• [What needs to be done]: Please output only the lines that run from the line containing "Where can the neck" through the end of the material below, exactly.

--- START Input ---

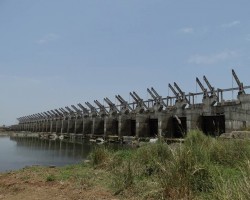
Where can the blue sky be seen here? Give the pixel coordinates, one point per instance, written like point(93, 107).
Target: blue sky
point(54, 53)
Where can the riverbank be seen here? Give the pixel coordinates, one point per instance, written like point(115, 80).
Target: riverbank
point(200, 168)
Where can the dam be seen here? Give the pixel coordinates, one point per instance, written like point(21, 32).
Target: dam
point(170, 117)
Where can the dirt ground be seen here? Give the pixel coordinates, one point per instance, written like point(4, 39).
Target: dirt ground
point(30, 184)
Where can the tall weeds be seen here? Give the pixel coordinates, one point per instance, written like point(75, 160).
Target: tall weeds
point(201, 168)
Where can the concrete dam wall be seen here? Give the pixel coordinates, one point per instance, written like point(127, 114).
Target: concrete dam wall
point(170, 117)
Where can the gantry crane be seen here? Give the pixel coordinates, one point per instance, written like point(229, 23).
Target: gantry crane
point(140, 105)
point(102, 111)
point(204, 90)
point(113, 109)
point(240, 84)
point(125, 107)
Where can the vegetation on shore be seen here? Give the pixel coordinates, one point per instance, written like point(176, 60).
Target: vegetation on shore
point(200, 168)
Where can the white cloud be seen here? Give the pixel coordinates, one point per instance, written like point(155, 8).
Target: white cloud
point(230, 24)
point(187, 30)
point(48, 38)
point(211, 59)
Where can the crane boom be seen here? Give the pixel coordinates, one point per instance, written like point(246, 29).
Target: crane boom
point(85, 110)
point(240, 84)
point(152, 95)
point(173, 90)
point(205, 94)
point(208, 84)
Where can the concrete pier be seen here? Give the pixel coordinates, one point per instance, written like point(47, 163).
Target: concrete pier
point(170, 117)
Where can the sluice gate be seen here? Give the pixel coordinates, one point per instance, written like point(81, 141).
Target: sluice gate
point(171, 116)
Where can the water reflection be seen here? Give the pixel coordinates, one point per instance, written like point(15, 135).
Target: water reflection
point(22, 151)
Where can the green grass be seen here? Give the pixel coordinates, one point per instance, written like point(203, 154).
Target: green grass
point(201, 168)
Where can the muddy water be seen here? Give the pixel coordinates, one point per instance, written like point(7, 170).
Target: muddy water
point(18, 152)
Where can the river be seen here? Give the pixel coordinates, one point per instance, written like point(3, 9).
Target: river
point(18, 152)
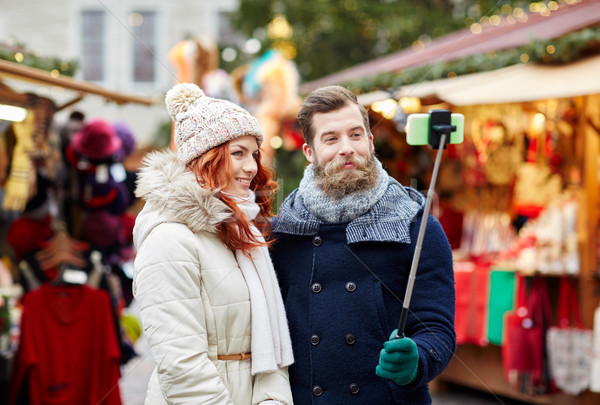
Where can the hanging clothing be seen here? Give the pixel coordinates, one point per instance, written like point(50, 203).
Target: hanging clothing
point(68, 352)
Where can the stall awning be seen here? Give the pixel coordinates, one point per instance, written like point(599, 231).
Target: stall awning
point(10, 70)
point(519, 83)
point(464, 43)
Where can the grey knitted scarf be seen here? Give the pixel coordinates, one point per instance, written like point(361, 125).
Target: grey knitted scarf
point(348, 207)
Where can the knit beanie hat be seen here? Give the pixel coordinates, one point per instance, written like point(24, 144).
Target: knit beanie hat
point(202, 122)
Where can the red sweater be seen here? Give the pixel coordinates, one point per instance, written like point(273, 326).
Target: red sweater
point(69, 349)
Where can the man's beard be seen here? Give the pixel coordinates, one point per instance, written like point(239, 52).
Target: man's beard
point(336, 182)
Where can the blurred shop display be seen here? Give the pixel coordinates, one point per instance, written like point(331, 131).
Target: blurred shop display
point(67, 219)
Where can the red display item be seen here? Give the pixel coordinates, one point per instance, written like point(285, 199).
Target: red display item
point(69, 352)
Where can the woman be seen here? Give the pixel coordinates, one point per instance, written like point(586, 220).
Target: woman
point(209, 300)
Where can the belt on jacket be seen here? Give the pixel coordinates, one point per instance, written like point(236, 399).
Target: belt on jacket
point(241, 356)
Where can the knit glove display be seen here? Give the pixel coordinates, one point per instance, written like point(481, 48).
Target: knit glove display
point(398, 360)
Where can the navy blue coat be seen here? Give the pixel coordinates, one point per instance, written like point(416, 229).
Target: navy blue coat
point(344, 300)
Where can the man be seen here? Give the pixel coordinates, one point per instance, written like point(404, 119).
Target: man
point(345, 243)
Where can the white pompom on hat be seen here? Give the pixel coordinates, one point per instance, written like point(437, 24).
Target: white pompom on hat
point(202, 122)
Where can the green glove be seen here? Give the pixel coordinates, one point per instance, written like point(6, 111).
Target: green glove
point(398, 360)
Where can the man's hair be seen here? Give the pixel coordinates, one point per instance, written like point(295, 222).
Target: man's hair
point(324, 100)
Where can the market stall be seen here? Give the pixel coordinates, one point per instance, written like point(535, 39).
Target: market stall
point(519, 202)
point(64, 226)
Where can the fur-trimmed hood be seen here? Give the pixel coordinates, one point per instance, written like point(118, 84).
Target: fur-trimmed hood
point(172, 194)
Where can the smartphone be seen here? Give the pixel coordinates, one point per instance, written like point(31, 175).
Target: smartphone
point(417, 128)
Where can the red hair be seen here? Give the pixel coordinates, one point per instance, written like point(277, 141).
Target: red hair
point(236, 233)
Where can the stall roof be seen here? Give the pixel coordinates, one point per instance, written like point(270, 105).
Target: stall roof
point(519, 83)
point(10, 70)
point(463, 43)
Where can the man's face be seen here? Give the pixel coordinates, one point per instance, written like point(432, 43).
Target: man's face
point(339, 134)
point(342, 153)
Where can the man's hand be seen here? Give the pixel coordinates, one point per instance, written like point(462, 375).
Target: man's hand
point(398, 360)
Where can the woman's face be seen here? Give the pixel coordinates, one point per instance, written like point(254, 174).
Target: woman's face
point(243, 164)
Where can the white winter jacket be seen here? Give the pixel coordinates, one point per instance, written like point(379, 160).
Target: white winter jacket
point(193, 299)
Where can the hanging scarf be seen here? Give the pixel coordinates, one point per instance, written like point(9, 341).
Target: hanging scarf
point(348, 207)
point(271, 343)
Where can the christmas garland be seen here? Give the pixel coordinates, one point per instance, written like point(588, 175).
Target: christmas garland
point(18, 54)
point(566, 49)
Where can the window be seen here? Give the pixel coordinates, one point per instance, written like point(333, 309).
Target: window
point(144, 46)
point(92, 53)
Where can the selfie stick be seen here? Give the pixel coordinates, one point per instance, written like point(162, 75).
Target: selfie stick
point(439, 130)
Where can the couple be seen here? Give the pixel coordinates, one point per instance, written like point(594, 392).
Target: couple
point(222, 285)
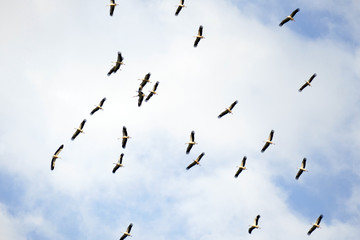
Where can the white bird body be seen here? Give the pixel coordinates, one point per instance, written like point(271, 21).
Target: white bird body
point(179, 7)
point(127, 233)
point(268, 141)
point(191, 143)
point(255, 224)
point(315, 225)
point(119, 163)
point(301, 169)
point(196, 161)
point(56, 156)
point(241, 167)
point(290, 17)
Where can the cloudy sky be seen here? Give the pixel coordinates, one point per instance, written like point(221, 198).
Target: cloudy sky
point(54, 62)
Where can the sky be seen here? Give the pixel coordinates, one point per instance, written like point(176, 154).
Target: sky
point(54, 62)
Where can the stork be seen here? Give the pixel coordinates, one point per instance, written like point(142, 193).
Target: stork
point(196, 161)
point(191, 142)
point(144, 81)
point(315, 225)
point(118, 63)
point(301, 169)
point(199, 36)
point(228, 110)
point(308, 82)
point(125, 137)
point(180, 6)
point(268, 141)
point(56, 156)
point(127, 233)
point(141, 96)
point(97, 107)
point(112, 6)
point(152, 92)
point(79, 130)
point(119, 163)
point(290, 17)
point(255, 224)
point(241, 167)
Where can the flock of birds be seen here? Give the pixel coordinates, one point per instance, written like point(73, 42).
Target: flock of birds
point(192, 142)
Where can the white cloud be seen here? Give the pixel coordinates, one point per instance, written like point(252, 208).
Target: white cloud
point(241, 58)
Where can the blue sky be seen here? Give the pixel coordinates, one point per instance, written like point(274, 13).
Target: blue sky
point(54, 60)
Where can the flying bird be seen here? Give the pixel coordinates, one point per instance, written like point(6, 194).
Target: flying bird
point(191, 142)
point(301, 169)
point(199, 36)
point(127, 233)
point(268, 141)
point(144, 81)
point(125, 137)
point(79, 129)
point(241, 167)
point(118, 63)
point(119, 163)
point(180, 6)
point(56, 156)
point(228, 110)
point(255, 225)
point(290, 17)
point(196, 161)
point(315, 225)
point(307, 83)
point(98, 106)
point(112, 6)
point(141, 96)
point(152, 92)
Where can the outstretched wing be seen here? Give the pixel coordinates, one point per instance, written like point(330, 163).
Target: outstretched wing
point(120, 58)
point(53, 163)
point(94, 110)
point(141, 98)
point(149, 96)
point(271, 135)
point(59, 149)
point(298, 174)
point(129, 228)
point(124, 131)
point(238, 172)
point(233, 105)
point(303, 86)
point(294, 12)
point(76, 133)
point(265, 147)
point(200, 30)
point(312, 77)
point(189, 148)
point(197, 40)
point(319, 219)
point(192, 136)
point(123, 236)
point(303, 163)
point(116, 168)
point(102, 102)
point(113, 69)
point(155, 86)
point(243, 162)
point(250, 229)
point(191, 165)
point(284, 21)
point(223, 113)
point(178, 10)
point(257, 220)
point(200, 156)
point(311, 229)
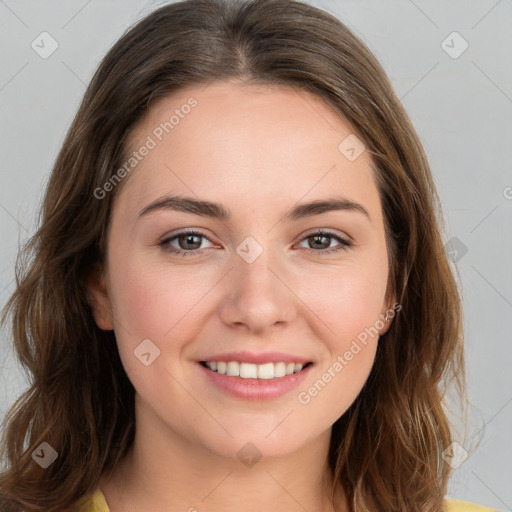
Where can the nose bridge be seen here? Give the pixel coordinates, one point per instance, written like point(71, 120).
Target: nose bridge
point(258, 295)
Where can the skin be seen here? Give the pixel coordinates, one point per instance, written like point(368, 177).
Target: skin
point(258, 150)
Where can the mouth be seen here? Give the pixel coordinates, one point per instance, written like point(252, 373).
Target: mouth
point(266, 371)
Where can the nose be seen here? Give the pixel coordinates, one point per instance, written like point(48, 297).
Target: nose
point(258, 295)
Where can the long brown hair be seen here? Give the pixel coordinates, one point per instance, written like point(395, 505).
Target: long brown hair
point(386, 449)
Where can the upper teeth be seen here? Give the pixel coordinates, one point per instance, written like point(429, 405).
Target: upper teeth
point(254, 371)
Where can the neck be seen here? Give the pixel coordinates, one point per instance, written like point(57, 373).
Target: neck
point(166, 471)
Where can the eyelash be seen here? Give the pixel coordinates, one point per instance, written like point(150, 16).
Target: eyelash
point(164, 244)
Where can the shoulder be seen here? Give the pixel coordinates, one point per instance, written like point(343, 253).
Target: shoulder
point(466, 506)
point(95, 503)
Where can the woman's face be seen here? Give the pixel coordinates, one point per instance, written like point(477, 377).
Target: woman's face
point(259, 280)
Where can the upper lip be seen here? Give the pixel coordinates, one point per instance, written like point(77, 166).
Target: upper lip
point(245, 356)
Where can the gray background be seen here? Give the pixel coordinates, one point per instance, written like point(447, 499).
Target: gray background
point(461, 108)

--- END Input ---

• [Answer for this exercise]:
Where can the neck be seen here? Give the pixel coordinates, one point per instance, written like point(57, 373).
Target: neck
point(166, 471)
Where can the eyelash be seen here? Give the pixel coordinates, one point per instance, written like point(150, 16).
Target: eyelash
point(164, 244)
Where can the shoulder be seen here? Give the pixel coordinates, one point per instance, written like point(343, 253).
Target: shoulder
point(466, 506)
point(95, 503)
Where can the woman's face be seen here? Give the pixel coordinates, one point per instance, written like point(477, 377).
Target: woman's face
point(259, 280)
Where can the upper lip be seen here? Give the pixel coordinates, one point per instance, written like point(77, 166).
Target: upper lip
point(245, 356)
Where can the gray background be seen here? Give the pixel coordinates, one point per instance, written like point(447, 499).
Target: gray background
point(461, 108)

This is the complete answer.